[Start of Attachment]
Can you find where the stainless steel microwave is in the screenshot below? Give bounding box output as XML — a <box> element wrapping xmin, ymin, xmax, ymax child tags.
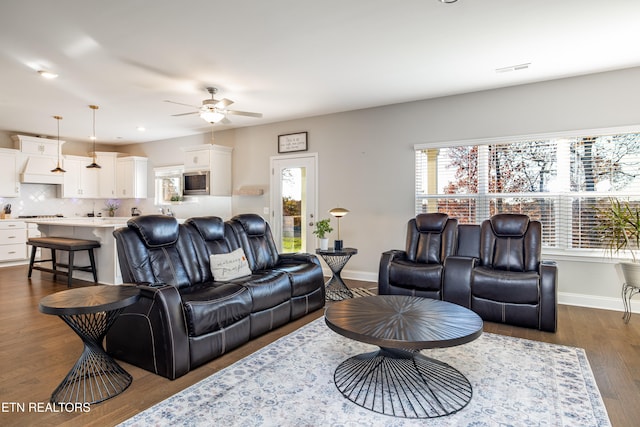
<box><xmin>183</xmin><ymin>171</ymin><xmax>210</xmax><ymax>195</ymax></box>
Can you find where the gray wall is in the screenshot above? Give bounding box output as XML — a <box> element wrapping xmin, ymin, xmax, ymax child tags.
<box><xmin>211</xmin><ymin>66</ymin><xmax>640</xmax><ymax>311</ymax></box>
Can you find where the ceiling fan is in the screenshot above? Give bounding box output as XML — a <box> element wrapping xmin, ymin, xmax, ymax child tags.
<box><xmin>165</xmin><ymin>87</ymin><xmax>263</xmax><ymax>124</ymax></box>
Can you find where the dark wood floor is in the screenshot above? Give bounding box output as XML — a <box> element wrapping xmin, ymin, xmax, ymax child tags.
<box><xmin>0</xmin><ymin>265</ymin><xmax>639</xmax><ymax>427</ymax></box>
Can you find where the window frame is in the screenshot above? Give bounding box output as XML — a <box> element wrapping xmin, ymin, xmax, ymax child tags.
<box><xmin>414</xmin><ymin>125</ymin><xmax>640</xmax><ymax>261</ymax></box>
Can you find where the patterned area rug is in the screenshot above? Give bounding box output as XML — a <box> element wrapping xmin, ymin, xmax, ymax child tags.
<box><xmin>119</xmin><ymin>317</ymin><xmax>610</xmax><ymax>427</ymax></box>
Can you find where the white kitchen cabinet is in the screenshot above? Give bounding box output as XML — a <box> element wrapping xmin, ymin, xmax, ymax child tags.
<box><xmin>183</xmin><ymin>145</ymin><xmax>232</xmax><ymax>196</ymax></box>
<box><xmin>116</xmin><ymin>156</ymin><xmax>147</xmax><ymax>199</ymax></box>
<box><xmin>184</xmin><ymin>148</ymin><xmax>212</xmax><ymax>170</ymax></box>
<box><xmin>60</xmin><ymin>156</ymin><xmax>99</xmax><ymax>198</ymax></box>
<box><xmin>0</xmin><ymin>148</ymin><xmax>20</xmax><ymax>197</ymax></box>
<box><xmin>0</xmin><ymin>221</ymin><xmax>27</xmax><ymax>261</ymax></box>
<box><xmin>12</xmin><ymin>135</ymin><xmax>59</xmax><ymax>157</ymax></box>
<box><xmin>95</xmin><ymin>152</ymin><xmax>118</xmax><ymax>198</ymax></box>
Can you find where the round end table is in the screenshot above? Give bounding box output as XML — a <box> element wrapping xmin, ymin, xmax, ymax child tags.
<box><xmin>316</xmin><ymin>247</ymin><xmax>357</xmax><ymax>301</ymax></box>
<box><xmin>39</xmin><ymin>285</ymin><xmax>140</xmax><ymax>404</ymax></box>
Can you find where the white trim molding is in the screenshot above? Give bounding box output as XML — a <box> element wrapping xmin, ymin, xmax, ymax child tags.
<box><xmin>414</xmin><ymin>124</ymin><xmax>640</xmax><ymax>150</ymax></box>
[End of Attachment]
Problem statement:
Write out exactly the lines from the one containing "Can you find where the white trim" through the end of the data, both included. Add nothing else.

Written reply:
Can you find where the white trim molding is in the screenshot above? Give bounding box output as XML — a <box> element wrapping xmin, ymin, xmax, ymax child tags.
<box><xmin>414</xmin><ymin>124</ymin><xmax>640</xmax><ymax>150</ymax></box>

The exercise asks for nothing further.